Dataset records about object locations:
######

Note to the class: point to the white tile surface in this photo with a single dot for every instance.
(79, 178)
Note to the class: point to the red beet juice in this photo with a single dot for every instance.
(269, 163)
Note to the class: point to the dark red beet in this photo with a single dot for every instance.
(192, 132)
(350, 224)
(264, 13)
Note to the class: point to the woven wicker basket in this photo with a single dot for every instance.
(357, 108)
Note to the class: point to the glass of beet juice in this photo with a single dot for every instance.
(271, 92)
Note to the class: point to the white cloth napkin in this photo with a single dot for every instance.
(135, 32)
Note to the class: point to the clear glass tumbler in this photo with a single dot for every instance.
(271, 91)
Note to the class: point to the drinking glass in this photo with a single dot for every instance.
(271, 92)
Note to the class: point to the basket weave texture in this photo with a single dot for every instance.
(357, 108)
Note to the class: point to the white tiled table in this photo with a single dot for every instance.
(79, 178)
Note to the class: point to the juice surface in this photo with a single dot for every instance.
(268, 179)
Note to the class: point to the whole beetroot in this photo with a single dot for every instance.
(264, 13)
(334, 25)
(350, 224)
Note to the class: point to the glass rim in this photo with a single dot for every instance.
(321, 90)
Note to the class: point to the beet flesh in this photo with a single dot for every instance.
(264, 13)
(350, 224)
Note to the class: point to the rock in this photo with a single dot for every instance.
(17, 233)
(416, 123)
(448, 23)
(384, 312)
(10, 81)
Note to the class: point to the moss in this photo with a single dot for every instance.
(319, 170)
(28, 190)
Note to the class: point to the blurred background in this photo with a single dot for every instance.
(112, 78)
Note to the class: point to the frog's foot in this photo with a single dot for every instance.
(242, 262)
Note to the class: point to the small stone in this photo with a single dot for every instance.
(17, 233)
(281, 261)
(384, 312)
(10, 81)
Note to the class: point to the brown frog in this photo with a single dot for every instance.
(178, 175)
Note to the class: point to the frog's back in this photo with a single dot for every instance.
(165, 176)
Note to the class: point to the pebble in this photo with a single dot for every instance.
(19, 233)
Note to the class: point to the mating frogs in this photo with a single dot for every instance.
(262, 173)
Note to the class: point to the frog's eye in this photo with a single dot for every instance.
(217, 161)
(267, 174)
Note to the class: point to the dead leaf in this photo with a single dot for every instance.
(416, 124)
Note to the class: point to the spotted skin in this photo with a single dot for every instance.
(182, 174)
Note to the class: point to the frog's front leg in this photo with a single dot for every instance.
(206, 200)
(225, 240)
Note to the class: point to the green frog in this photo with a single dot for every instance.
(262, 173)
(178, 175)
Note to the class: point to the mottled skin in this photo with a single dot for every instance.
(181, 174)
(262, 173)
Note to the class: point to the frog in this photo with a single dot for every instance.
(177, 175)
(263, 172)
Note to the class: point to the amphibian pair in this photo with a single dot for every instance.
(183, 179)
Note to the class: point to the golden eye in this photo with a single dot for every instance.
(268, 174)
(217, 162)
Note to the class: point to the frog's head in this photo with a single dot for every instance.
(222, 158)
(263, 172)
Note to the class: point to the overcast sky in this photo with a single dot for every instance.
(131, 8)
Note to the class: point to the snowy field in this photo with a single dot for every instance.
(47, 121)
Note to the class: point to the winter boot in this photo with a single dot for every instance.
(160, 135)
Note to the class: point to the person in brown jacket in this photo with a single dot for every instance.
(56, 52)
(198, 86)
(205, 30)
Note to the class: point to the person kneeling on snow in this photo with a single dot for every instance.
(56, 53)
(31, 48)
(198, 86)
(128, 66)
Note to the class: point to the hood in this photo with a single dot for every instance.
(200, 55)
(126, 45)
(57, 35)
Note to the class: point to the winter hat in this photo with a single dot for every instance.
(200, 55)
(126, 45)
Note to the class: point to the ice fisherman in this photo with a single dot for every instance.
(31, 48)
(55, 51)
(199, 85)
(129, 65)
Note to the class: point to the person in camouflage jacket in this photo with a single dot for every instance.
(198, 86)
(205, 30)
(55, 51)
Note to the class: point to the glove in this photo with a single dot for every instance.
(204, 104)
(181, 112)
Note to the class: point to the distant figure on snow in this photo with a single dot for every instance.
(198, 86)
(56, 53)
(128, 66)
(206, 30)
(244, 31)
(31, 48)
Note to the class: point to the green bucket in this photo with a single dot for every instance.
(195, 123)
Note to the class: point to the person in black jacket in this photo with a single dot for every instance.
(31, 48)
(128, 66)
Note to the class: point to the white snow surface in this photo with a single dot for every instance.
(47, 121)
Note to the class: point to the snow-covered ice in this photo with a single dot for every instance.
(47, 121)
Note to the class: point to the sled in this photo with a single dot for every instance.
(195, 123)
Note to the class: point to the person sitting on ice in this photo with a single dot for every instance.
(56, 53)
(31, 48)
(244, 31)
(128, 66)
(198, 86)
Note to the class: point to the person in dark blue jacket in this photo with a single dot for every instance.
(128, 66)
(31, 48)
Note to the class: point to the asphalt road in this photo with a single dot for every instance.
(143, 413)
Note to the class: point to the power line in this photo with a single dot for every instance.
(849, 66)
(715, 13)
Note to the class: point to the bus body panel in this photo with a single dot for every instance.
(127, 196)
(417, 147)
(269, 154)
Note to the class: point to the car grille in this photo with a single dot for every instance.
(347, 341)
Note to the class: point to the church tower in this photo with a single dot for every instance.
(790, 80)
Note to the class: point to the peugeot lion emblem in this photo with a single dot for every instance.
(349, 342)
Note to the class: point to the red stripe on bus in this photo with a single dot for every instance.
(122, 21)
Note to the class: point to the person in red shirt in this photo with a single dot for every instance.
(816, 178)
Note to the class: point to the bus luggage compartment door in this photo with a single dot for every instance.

######

Problem details ▸ Copy all of the data. Keep every word exactly as it is.

Response to the exercise ▸
Note to the class: point to the white tile surface in this photo with a single dot for every instance.
(79, 178)
Note to the class: point to the red beet juice in this photo with a single dot for every instance.
(269, 163)
Note to the class: point to the dark red beet in this photo with a single dot for every instance.
(192, 132)
(350, 224)
(264, 13)
Note to the class: point to the woven wicker basket in this photo with a single dot for every instance.
(357, 108)
Note to the class: point to the glass of beet juice in this photo with a single dot for every instance.
(271, 92)
Note to the class: point to the white cloth napkin in this photo with a single dot for every instance.
(135, 32)
Note to the class: point to the clear glass tumbler in this photo with a single dot for every instance.
(271, 91)
Note to the class: point to the drinking glass in this photo with a single dot for every instance.
(271, 92)
Note to the class: point to the basket weave texture in this photo with a single dot for every instance.
(357, 108)
Note to the class: point to the white tiled table in this photo with a single dot for every instance.
(79, 178)
Note to the class: point to the juice surface in this photo with a single dot for every instance.
(268, 179)
Note to the class: point to the whole beetroot in this photo with a single dot for every instance.
(264, 13)
(334, 25)
(350, 224)
Note to the class: point to the glass rim in this photo with a single dot for every instance.
(321, 90)
Note to the class: point to the beet flesh in this photo with a single dot for every instance.
(264, 13)
(350, 224)
Note to the class: point to the rock in this photo with a single dot for every instance.
(17, 233)
(416, 123)
(448, 23)
(384, 312)
(10, 81)
Note to the class: point to the moss in this photo with a single dot for every instance.
(319, 170)
(28, 190)
Note to the class: point to the blurred background in this photo with a single dot for every instance.
(112, 78)
Note to the class: point to the frog's foot in this photo with a single dot for every instance.
(242, 262)
Note to the class: point to the small stone in this photo with a single dot for every instance.
(17, 233)
(281, 261)
(384, 312)
(10, 81)
Note to the class: point to the brown frog in this photo with a single dot for every instance.
(178, 175)
Note to the class: point to the frog's back in this photo with a single dot for every instance.
(165, 176)
Note to the class: point to the pebble in this photo with a single dot for every instance.
(19, 233)
Note to the class: point to the mating frogs in this photo with a single dot for every instance.
(262, 173)
Note to the class: point to the frog's eye in this photo with a single dot for every instance.
(217, 161)
(267, 174)
Note to the class: point to the dead leaf in this photo with a single dot for every instance.
(416, 124)
Note to the class: point to the spotted skin in this photo with a single dot for every instance.
(182, 174)
Note to the class: point to the frog's front leg in this photo with a single dot for every instance.
(206, 200)
(225, 240)
Note to the class: point to the green frog in this photo with a single dot for every instance.
(262, 173)
(178, 175)
Note to the class: point to the mottled skin in this photo with a single dot for every instance.
(181, 174)
(262, 173)
Note to the class: point to the frog in this photo with a single dot for every instance.
(177, 175)
(263, 172)
Note to the class: point to the amphibian pair in this photo with a single dot for every instance.
(183, 179)
Note to the class: point to the golden eye in this photo with a single dot for every instance.
(268, 174)
(217, 162)
Note to the class: point to the frog's head in this photo with a single dot for every instance.
(222, 158)
(263, 172)
Note to the class: point to the overcast sky in this photo with a single dot for every instance.
(131, 8)
Note to the class: point to the snowy field in this photo with a single dot for every instance.
(47, 121)
Note to the class: point to the winter boot in this photo with a single dot for every instance.
(160, 135)
Note to the class: point to the person in brown jacket in this photo with a single dot for every instance.
(56, 52)
(198, 86)
(205, 30)
Note to the class: point to the person kneeling on snow in this photo with a single dot for every instance.
(56, 53)
(31, 48)
(198, 86)
(128, 66)
Note to the class: point to the hood in this photo with a single dot for every instance.
(200, 55)
(126, 45)
(57, 35)
Note to the class: point to the winter hat in this photo with a single dot for every instance.
(200, 55)
(126, 45)
Note to the class: point to the ice fisherman in this photo with a single dot for every instance.
(31, 48)
(55, 51)
(199, 85)
(129, 65)
Note to the class: point to the person in camouflage jacket in this photo with a single dot for every instance.
(198, 86)
(205, 30)
(55, 51)
Note to the class: point to the glove in this photo with a single dot for every instance.
(204, 104)
(181, 112)
Note to the class: point to the distant figure on snow in this photo with a single dot for every instance.
(198, 86)
(56, 53)
(128, 66)
(206, 30)
(244, 31)
(31, 48)
Note to the class: point to the green bucket in this photo with a single dot for every instance.
(195, 123)
Note to the class: point to the person in black jacket in this photo with a single dot for every instance.
(31, 48)
(128, 66)
Note to the class: point to the white snow surface in this photo with a single dot for every instance.
(47, 121)
Note to the class: point to the snow-covered ice in this photo with a single dot for every instance.
(47, 121)
Note to the class: point to the sled in this photo with a single dot for every instance.
(195, 123)
Note to the class: point to the person sitting on ice in this photo with a single dot for every instance.
(56, 53)
(31, 48)
(244, 31)
(128, 66)
(198, 86)
Note to the class: point to the person in dark blue jacket in this photo with a single dot for every instance.
(128, 66)
(31, 48)
Note to the class: point to the asphalt road in this photo with a single dot for every instance.
(143, 413)
Note to the class: point to the power line in this photo with a single dot for every instance.
(849, 66)
(715, 13)
Note to the class: point to the bus body panel in this photo with a single dot for every instance.
(127, 196)
(417, 147)
(269, 154)
Note to the class: point to the car grille in this photo with a single dot for every instance.
(347, 341)
Note to the class: point to the church tower in this photo with a single dot for every instance.
(790, 80)
Note to the class: point to the peugeot lion emblem in this photo with a single dot for every instance.
(349, 342)
Note to the class: point to the red stripe on bus in this photo with a single dot for every instance.
(122, 21)
Note to the class: point to the person in red shirt in this photo with a single dot for every instance.
(816, 178)
Note to the class: point to the bus luggage compartment door in this photo with a single dot for every instance.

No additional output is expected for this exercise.